Task:
Return the material below unchanged, line for line.

Supplied data:
[Begin]

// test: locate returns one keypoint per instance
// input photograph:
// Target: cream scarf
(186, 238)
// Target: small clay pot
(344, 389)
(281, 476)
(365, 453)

[End]

Task result:
// test: locate returns one keypoint per instance
// input photograph:
// Target: cream scarf
(186, 238)
// Target: small clay pot
(344, 389)
(281, 476)
(365, 453)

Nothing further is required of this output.